Short exercise – Scale the stretch of lines below from the line containing "the white door." through the line containing "(1170, 626)" and give only those lines, every one of them, in order. Multiply each answer coordinate by 2.35 and round it to a whole number, with halves rounded up; keep all other wording unchanged.

▬▬▬

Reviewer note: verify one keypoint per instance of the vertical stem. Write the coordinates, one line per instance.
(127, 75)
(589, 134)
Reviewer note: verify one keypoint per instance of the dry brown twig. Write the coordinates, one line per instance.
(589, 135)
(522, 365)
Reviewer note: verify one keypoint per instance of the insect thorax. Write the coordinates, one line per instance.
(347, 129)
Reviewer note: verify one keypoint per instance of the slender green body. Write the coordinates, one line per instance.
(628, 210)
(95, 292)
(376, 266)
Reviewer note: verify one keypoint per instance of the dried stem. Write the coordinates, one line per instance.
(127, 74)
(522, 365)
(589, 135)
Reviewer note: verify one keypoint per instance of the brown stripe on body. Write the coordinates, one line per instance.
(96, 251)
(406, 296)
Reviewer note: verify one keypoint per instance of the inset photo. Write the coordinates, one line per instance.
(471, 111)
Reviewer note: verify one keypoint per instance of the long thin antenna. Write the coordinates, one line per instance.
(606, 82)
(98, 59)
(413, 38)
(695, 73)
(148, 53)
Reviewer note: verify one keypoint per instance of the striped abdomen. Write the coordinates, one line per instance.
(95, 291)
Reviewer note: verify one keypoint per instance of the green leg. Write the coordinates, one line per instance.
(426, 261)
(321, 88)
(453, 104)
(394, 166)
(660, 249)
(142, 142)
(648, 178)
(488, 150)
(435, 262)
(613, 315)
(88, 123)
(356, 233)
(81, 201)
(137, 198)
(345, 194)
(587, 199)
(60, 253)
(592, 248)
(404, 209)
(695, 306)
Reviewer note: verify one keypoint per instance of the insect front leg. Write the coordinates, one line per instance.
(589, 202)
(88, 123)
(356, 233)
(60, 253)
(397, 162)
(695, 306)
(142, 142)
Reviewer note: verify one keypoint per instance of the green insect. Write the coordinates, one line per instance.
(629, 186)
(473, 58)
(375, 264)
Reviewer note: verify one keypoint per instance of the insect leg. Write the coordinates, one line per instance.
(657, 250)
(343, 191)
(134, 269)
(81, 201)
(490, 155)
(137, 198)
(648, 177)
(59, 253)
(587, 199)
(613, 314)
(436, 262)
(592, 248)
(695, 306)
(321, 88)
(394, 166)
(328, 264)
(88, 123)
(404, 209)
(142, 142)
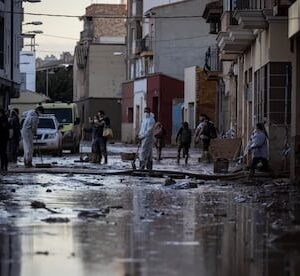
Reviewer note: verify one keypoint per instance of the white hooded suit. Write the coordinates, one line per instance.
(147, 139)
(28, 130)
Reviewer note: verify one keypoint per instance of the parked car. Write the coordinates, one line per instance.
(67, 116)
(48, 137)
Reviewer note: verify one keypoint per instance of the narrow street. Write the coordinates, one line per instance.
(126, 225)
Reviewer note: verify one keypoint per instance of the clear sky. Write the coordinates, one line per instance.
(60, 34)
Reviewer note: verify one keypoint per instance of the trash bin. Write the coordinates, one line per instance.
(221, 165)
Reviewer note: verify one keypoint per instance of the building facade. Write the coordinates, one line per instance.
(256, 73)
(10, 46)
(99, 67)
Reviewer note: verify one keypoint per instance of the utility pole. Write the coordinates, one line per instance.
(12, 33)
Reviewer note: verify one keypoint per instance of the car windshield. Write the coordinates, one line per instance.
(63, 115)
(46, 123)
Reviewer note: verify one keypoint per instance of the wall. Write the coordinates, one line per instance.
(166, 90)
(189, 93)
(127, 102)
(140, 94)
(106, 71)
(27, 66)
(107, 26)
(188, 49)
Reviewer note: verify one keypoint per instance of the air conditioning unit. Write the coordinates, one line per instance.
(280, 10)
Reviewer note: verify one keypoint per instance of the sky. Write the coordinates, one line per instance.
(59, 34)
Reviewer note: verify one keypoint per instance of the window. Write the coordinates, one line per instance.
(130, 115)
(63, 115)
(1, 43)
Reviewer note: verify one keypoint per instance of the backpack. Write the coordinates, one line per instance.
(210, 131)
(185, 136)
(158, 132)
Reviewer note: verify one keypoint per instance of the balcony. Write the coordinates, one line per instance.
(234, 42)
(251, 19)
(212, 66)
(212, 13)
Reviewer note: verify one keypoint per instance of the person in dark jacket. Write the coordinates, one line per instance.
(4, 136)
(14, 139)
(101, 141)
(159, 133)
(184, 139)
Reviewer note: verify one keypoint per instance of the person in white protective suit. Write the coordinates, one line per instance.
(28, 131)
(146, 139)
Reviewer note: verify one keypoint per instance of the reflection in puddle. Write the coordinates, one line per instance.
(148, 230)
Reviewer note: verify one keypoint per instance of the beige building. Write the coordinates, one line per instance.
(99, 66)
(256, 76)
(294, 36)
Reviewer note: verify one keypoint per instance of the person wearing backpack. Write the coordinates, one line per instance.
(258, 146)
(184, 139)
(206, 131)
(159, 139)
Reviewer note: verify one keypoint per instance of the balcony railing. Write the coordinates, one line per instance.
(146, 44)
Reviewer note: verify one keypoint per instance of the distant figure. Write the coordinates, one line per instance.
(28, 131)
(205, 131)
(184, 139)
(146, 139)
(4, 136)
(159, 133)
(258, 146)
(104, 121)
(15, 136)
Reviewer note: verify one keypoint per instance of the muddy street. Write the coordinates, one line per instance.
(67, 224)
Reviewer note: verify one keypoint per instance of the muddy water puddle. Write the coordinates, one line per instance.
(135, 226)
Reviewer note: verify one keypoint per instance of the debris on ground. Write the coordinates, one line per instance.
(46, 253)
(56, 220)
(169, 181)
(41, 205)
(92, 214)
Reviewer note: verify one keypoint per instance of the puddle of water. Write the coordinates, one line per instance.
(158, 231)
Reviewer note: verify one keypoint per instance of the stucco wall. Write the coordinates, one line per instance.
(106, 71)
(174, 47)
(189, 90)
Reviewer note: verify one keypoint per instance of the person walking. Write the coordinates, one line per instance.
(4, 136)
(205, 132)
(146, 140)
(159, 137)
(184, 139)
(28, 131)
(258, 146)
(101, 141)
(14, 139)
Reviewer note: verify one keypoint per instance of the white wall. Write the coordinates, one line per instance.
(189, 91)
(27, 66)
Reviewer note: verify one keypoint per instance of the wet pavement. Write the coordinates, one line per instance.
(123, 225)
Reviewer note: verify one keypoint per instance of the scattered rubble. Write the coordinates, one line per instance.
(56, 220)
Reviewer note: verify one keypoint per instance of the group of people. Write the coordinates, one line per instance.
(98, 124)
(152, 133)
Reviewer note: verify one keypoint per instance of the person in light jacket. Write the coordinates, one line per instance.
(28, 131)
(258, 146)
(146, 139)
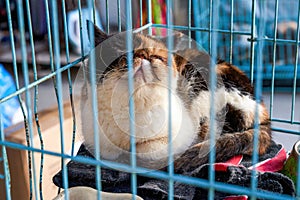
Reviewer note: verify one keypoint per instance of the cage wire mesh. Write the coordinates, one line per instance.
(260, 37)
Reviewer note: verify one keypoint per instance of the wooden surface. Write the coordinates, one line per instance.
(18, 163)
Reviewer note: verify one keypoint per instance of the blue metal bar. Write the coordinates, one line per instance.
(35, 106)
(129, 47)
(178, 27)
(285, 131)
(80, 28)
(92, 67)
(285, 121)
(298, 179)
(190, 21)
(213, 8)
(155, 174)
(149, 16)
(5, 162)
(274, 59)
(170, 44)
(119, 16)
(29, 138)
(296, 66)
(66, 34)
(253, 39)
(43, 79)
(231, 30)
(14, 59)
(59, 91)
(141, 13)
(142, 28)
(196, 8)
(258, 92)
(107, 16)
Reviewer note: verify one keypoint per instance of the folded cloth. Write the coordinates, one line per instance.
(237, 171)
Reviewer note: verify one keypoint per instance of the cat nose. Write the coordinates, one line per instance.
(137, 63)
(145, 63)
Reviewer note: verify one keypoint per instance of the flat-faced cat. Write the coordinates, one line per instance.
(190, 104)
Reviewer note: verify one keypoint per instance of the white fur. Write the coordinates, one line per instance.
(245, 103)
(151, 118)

▬▬▬

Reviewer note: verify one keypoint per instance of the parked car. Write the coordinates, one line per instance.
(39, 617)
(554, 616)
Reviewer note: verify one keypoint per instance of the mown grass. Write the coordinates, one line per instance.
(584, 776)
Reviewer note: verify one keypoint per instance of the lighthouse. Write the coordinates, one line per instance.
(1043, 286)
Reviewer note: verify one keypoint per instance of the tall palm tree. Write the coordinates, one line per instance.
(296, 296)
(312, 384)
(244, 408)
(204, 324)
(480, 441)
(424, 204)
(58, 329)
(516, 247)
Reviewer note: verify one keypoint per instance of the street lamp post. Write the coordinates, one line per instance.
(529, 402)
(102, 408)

▬▬▬

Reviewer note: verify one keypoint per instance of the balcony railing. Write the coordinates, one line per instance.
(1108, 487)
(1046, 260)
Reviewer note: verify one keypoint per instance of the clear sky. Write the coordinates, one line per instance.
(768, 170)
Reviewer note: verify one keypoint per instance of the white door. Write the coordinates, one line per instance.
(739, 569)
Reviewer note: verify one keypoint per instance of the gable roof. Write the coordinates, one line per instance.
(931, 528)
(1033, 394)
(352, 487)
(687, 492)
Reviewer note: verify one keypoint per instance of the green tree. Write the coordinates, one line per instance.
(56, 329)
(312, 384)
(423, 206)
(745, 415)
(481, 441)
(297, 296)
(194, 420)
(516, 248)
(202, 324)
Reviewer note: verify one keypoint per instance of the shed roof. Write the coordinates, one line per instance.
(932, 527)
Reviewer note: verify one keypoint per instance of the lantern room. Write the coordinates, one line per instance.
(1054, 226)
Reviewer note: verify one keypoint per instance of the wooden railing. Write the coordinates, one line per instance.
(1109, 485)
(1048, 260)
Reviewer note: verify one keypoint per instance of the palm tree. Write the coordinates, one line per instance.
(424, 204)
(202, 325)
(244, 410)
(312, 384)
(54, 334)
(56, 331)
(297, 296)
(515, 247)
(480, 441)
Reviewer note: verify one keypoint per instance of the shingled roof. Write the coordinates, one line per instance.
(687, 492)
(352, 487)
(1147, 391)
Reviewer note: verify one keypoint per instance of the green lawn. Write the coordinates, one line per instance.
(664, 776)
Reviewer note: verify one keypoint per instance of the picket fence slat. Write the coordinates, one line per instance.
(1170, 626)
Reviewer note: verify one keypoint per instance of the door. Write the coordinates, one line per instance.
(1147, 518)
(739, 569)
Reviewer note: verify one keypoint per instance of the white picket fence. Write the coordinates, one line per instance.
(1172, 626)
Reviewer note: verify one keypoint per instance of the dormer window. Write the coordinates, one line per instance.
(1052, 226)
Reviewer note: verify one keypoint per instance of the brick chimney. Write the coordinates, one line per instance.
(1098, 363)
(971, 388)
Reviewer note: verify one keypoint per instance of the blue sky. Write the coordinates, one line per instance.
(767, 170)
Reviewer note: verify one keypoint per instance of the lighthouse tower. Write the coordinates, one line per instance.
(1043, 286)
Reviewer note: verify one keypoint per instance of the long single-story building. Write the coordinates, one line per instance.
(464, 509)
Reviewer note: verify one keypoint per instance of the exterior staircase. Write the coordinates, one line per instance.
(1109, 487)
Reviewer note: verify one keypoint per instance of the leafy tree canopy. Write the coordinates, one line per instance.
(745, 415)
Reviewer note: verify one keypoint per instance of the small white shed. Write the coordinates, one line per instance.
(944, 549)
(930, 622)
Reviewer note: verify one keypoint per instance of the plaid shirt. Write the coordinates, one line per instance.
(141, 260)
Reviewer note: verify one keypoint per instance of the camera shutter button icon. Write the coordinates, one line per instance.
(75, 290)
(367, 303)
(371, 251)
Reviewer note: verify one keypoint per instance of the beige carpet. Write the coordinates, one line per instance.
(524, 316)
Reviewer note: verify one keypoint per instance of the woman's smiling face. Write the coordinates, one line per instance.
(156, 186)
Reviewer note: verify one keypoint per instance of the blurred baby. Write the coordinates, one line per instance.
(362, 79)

▬▬▬

Solution for this exercise –
Reviewer note: verify one keypoint per instance of the white door. Write the coordinates, one line per instance.
(1737, 1337)
Reviewer note: verify one keypoint per instance of the gable roof. Write the coordinates, one line per instance.
(2188, 1241)
(2428, 926)
(827, 1144)
(1614, 1156)
Reviewer note: verify one keypoint per instance of the green tree. Write the coordinates, one line per instance.
(132, 773)
(733, 902)
(994, 484)
(1751, 975)
(1130, 1036)
(698, 696)
(456, 987)
(1213, 583)
(475, 761)
Reviewer note: verify one keypoint per instance of the shed roof. Write the coordinates, one line per instance.
(2190, 1238)
Reviewer note: verify one keypoint per instance of the lantern room. Write the coordinates, one line per instance.
(2477, 531)
Reviewer note: verify one keypoint per instance of the wooden railing. Write the coordinates, one line per instance.
(2606, 1140)
(2463, 611)
Reviewer note: verify one keypoint per instance of the palm tree. Write the coordinates, one line per instance.
(996, 479)
(475, 764)
(573, 964)
(733, 902)
(127, 785)
(132, 778)
(698, 696)
(1210, 580)
(1128, 1036)
Reviewer note: verify one keypoint per instance of the shingled roof. Write the coordinates, one line per instance.
(1614, 1156)
(827, 1144)
(2695, 919)
Reviewer note: verify one keypoint per instance of the green lawn. Write the coordinates, one line per instance.
(1560, 1824)
Reviewer note: verify one keypoint per instance of the picket fence slat. Write the coordinates, one line per instance.
(2750, 1471)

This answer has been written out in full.